#### THE TASK:
In the excerpt about Dukhovny's path to greater religious observance, what synagogue did a friend introduce him to?

#### EXCERPT PROVIDED:
- - - - - - -

Dukhovny always imagined Orthodox people to be unhappy, with lives that were limited. He thought the women were oppressed, the men couldn’t read English, and the children had no joy in their lives. When a friend introduced him to Orthodox synagogue Adath Israel in San Francisco, however, his perception “turned out to be the complete opposite.”
At Adath Israel, he met highly observant people for the first time and was impressed by their ethical consistency. He found Judaism fascinating as a profound body of knowledge, and started reading everything he could find. After realizing that the Torah’s obligations applied to him, becoming more observant was “like a very simple leap from step to step,” he says.
“I felt I have to do this. Because I felt it was binding on all Jews. When you think that the Torah” — or “Toyrah,” as it sounds in his distinctive, Ashkenazi accent — “is an unbroken tradition, given to Jewish people on Sinai, you feel like you have certain obligations, like following it, so I did.
“Even after I realized this intellectually, I didn’t put on a black hat and start keeping kosher,” he notes. “I acted very slowly.”
Despite the initial uncertainty, Dukhovny’s convictions remain strong, even as older relatives attributed his increased observance as nothing more than a phase of adolescence.
His experience is not unusual.

- - - - - - -

#### MATERIAL SHOWN:
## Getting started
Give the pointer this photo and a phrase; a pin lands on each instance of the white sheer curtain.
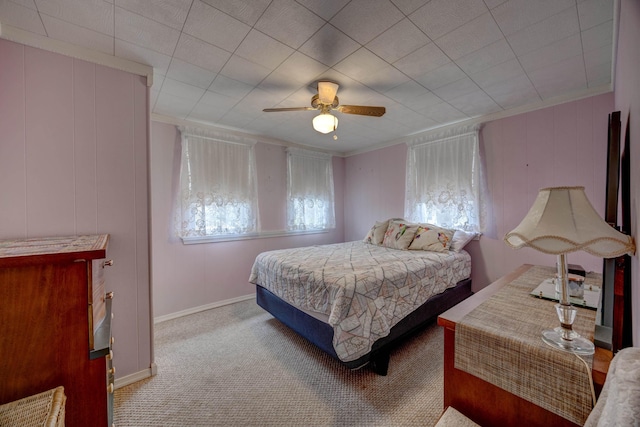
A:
(310, 197)
(218, 190)
(445, 182)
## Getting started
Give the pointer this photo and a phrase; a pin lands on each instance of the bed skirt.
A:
(321, 334)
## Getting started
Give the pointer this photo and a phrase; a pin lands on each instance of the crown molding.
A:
(17, 35)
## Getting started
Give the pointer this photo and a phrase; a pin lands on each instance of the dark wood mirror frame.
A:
(613, 329)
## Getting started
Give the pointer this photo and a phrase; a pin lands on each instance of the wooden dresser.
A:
(477, 398)
(55, 321)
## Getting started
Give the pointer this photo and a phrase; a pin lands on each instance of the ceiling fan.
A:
(325, 101)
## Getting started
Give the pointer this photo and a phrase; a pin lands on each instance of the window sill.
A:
(250, 236)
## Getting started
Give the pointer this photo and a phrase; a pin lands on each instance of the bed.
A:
(356, 300)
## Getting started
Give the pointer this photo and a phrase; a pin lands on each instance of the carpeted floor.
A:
(238, 366)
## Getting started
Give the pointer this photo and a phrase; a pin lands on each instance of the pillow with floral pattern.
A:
(432, 238)
(399, 234)
(376, 233)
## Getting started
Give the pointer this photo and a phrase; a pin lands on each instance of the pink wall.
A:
(186, 277)
(561, 145)
(627, 101)
(73, 153)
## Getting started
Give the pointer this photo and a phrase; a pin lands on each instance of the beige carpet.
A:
(238, 366)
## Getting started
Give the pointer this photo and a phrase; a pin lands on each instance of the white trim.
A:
(249, 236)
(136, 376)
(198, 309)
(17, 35)
(261, 138)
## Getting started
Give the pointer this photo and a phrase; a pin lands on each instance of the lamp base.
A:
(577, 345)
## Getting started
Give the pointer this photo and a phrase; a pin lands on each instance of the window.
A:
(310, 203)
(218, 193)
(445, 181)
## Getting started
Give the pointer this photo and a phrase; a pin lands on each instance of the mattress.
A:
(361, 290)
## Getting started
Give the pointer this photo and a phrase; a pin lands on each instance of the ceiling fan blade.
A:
(276, 110)
(327, 91)
(362, 110)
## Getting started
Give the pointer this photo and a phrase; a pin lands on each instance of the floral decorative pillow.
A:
(460, 240)
(399, 234)
(376, 233)
(432, 238)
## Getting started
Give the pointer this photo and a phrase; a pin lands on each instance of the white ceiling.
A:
(429, 62)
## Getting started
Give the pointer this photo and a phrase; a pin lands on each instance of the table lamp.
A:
(562, 220)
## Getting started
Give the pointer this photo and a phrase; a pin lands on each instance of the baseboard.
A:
(201, 308)
(136, 376)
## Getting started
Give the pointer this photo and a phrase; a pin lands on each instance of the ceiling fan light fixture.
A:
(325, 123)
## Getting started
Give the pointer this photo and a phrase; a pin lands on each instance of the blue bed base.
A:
(321, 334)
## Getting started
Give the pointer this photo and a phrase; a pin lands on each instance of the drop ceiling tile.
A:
(30, 4)
(200, 53)
(423, 60)
(548, 55)
(443, 113)
(172, 13)
(229, 87)
(407, 92)
(364, 20)
(398, 41)
(491, 4)
(501, 72)
(96, 15)
(475, 104)
(215, 27)
(567, 76)
(515, 15)
(264, 50)
(441, 76)
(472, 36)
(384, 79)
(246, 11)
(173, 106)
(325, 9)
(219, 100)
(360, 64)
(546, 32)
(329, 46)
(409, 6)
(456, 89)
(144, 32)
(439, 17)
(182, 90)
(78, 36)
(513, 93)
(190, 74)
(158, 61)
(486, 57)
(598, 36)
(245, 71)
(21, 17)
(300, 69)
(289, 22)
(594, 12)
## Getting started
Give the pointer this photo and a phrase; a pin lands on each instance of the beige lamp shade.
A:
(562, 220)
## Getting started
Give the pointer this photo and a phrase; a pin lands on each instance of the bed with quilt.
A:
(355, 300)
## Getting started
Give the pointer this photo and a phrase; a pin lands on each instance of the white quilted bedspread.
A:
(364, 289)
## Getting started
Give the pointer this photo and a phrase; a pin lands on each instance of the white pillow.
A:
(460, 240)
(376, 233)
(431, 238)
(399, 234)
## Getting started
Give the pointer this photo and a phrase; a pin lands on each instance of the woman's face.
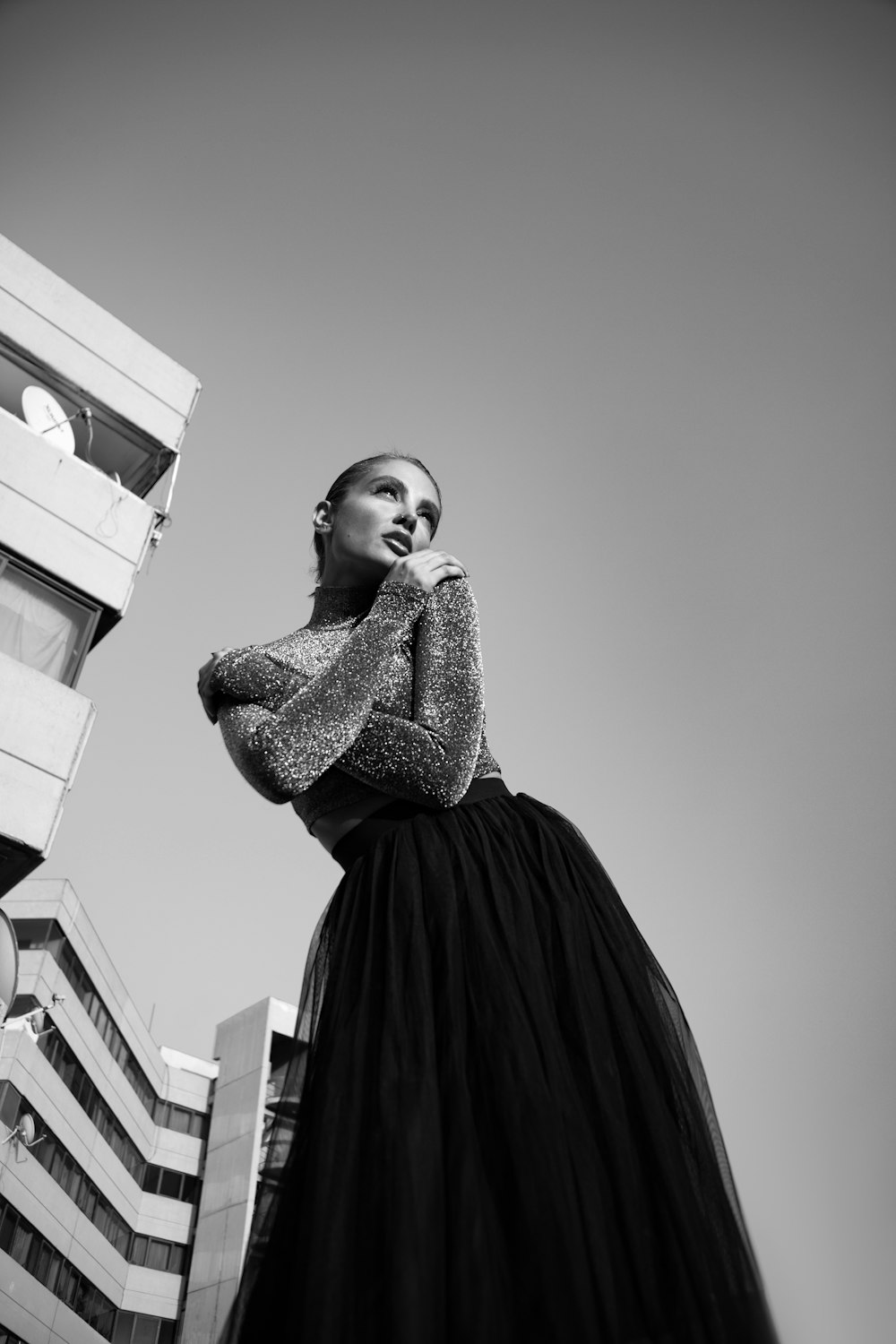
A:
(392, 511)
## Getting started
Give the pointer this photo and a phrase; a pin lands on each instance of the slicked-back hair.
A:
(344, 481)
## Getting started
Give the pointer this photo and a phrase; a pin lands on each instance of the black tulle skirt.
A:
(495, 1125)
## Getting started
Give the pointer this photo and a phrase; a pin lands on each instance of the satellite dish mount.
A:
(23, 1133)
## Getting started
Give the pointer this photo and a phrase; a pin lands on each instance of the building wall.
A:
(230, 1094)
(244, 1051)
(75, 524)
(32, 1191)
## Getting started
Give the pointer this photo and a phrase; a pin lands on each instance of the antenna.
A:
(23, 1133)
(46, 417)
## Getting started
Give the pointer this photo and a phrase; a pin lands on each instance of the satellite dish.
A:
(46, 417)
(8, 965)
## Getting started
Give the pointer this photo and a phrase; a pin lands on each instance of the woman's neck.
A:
(335, 605)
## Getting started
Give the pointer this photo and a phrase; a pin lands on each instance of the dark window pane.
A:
(171, 1183)
(22, 1244)
(145, 1330)
(179, 1120)
(177, 1257)
(124, 1325)
(158, 1254)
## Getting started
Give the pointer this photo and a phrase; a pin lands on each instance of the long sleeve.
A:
(284, 750)
(430, 758)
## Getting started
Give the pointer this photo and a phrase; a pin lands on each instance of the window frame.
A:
(91, 609)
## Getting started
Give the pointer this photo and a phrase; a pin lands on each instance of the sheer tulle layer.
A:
(504, 1131)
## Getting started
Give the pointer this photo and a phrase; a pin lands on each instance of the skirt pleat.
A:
(504, 1129)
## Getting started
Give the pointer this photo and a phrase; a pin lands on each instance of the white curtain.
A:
(35, 626)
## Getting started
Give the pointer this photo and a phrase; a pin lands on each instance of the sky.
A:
(622, 274)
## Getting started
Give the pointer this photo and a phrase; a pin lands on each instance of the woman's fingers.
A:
(203, 685)
(425, 569)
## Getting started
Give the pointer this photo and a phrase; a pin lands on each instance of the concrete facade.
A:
(128, 1218)
(75, 526)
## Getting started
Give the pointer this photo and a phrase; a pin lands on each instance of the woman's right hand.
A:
(425, 569)
(203, 685)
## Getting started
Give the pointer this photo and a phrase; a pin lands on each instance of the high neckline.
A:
(333, 605)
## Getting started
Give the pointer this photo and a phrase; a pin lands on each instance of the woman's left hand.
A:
(203, 685)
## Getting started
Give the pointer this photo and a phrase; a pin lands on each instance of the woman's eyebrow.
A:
(402, 488)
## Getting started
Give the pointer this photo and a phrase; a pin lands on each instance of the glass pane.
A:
(179, 1120)
(158, 1255)
(145, 1330)
(169, 1185)
(124, 1322)
(22, 1244)
(38, 625)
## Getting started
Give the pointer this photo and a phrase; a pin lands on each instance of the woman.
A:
(504, 1131)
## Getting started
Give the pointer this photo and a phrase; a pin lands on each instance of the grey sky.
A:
(622, 274)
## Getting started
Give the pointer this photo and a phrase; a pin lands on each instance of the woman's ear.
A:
(323, 516)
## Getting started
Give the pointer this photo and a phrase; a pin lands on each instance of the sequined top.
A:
(382, 691)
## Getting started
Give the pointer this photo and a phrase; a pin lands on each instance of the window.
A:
(42, 624)
(158, 1254)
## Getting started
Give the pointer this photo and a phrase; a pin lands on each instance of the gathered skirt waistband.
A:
(367, 832)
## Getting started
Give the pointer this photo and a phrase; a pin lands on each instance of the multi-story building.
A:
(128, 1172)
(91, 419)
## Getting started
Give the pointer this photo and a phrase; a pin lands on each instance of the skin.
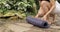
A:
(45, 7)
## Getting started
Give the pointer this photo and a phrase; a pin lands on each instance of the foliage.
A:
(18, 7)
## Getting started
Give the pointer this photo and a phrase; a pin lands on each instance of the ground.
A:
(9, 25)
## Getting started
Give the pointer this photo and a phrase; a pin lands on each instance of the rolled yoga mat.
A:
(37, 22)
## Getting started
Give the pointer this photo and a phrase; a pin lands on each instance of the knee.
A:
(44, 2)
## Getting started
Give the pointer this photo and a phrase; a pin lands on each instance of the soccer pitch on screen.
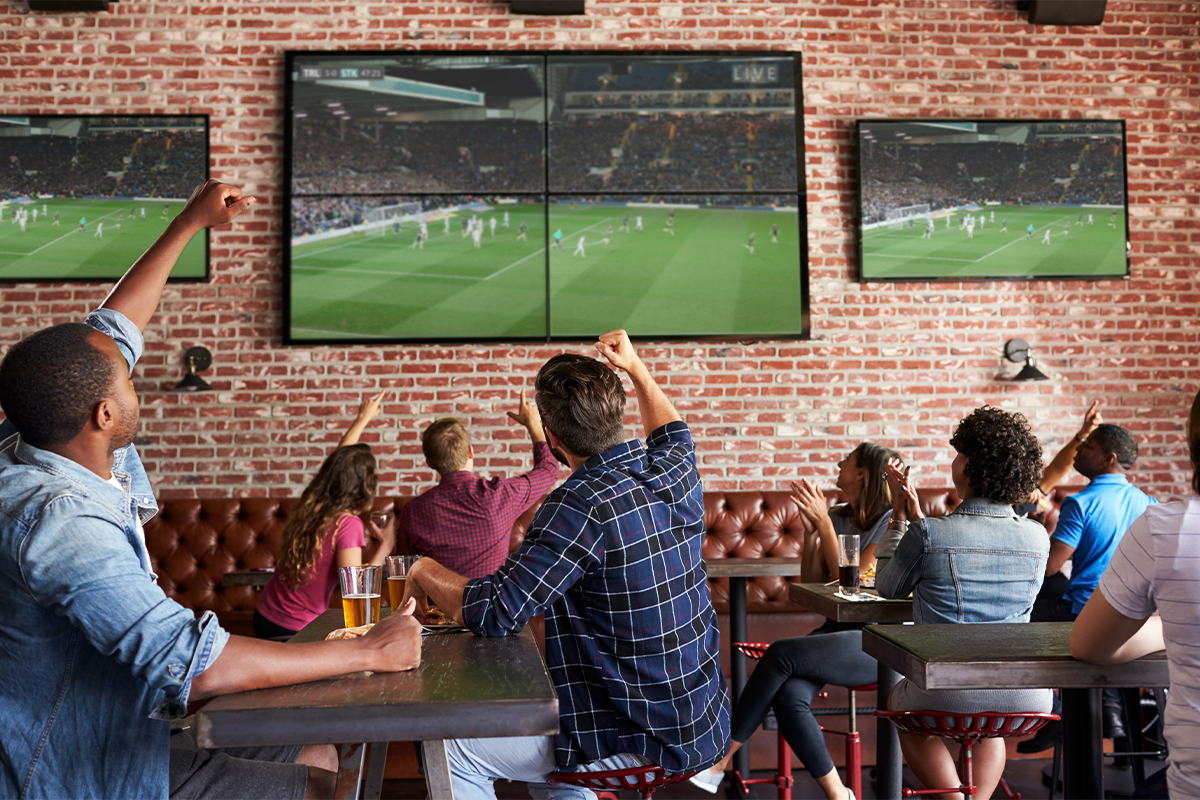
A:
(1092, 245)
(702, 281)
(67, 251)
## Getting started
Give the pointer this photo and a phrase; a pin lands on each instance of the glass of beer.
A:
(360, 594)
(847, 564)
(397, 576)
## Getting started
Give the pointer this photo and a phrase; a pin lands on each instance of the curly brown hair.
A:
(1003, 456)
(345, 483)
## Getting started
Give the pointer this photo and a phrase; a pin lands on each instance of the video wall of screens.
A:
(82, 197)
(993, 199)
(459, 197)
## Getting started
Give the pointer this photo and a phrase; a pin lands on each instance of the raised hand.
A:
(904, 493)
(215, 204)
(810, 500)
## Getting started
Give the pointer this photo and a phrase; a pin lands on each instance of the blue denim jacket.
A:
(981, 564)
(94, 659)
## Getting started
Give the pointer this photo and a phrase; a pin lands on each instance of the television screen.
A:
(83, 197)
(1005, 199)
(453, 197)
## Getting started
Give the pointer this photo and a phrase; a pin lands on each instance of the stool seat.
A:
(643, 780)
(967, 729)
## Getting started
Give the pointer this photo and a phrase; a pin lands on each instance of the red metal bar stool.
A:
(643, 780)
(784, 779)
(967, 729)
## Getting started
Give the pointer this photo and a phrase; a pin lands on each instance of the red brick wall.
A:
(898, 364)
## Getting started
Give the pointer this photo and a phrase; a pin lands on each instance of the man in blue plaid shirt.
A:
(613, 560)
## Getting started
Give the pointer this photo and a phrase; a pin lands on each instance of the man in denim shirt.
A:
(613, 559)
(94, 659)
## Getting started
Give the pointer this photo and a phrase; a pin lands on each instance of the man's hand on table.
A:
(395, 641)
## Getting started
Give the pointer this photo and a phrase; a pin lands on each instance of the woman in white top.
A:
(1157, 567)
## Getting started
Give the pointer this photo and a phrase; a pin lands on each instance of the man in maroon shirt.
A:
(466, 522)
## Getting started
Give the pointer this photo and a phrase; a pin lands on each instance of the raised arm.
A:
(1059, 467)
(369, 409)
(657, 409)
(136, 295)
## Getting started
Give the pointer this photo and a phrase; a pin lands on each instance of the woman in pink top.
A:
(322, 534)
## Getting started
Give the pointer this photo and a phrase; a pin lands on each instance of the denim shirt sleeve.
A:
(77, 563)
(123, 331)
(898, 559)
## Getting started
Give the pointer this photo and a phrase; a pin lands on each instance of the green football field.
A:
(48, 252)
(702, 281)
(1096, 250)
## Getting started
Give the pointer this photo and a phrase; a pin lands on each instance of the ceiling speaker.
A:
(69, 5)
(1065, 12)
(546, 7)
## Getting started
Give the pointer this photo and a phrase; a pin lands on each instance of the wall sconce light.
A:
(198, 360)
(1018, 350)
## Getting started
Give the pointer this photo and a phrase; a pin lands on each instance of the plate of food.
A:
(438, 623)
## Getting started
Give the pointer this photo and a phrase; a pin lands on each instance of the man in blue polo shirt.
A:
(1090, 528)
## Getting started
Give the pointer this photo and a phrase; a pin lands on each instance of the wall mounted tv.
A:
(83, 197)
(462, 197)
(996, 199)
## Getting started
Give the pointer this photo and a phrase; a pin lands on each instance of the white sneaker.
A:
(707, 780)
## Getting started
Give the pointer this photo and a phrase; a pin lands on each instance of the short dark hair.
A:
(1116, 440)
(1003, 456)
(582, 402)
(445, 445)
(52, 380)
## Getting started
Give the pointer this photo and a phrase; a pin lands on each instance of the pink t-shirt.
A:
(294, 608)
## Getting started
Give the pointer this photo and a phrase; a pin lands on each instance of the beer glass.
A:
(847, 564)
(397, 576)
(360, 594)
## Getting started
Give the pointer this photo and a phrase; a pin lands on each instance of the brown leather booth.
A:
(192, 543)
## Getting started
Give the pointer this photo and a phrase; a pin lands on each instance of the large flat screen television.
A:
(82, 197)
(993, 199)
(462, 197)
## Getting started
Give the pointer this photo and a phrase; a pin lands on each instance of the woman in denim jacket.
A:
(979, 564)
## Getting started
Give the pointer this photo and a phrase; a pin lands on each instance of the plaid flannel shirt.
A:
(465, 522)
(613, 559)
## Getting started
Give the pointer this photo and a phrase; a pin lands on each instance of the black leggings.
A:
(789, 677)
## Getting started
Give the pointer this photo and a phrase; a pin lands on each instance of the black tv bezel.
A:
(972, 278)
(805, 328)
(208, 172)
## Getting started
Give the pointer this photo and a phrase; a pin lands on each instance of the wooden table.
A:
(737, 571)
(256, 578)
(1031, 655)
(467, 686)
(822, 599)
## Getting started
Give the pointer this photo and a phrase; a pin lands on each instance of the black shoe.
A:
(1047, 737)
(1114, 726)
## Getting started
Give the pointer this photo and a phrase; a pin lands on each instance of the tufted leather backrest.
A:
(193, 542)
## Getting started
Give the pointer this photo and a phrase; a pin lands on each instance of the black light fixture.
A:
(546, 7)
(198, 360)
(1018, 350)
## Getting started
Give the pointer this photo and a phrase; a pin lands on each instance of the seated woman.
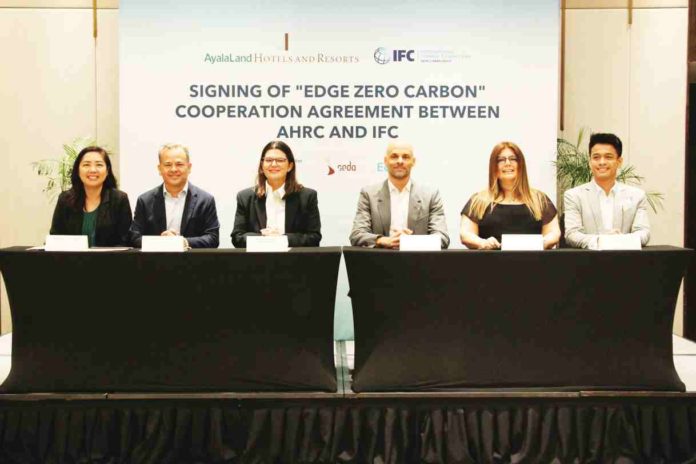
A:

- - - - - - -

#### ANSWER TO THE TASK:
Adath Israel, an Orthodox synagogue in San Francisco.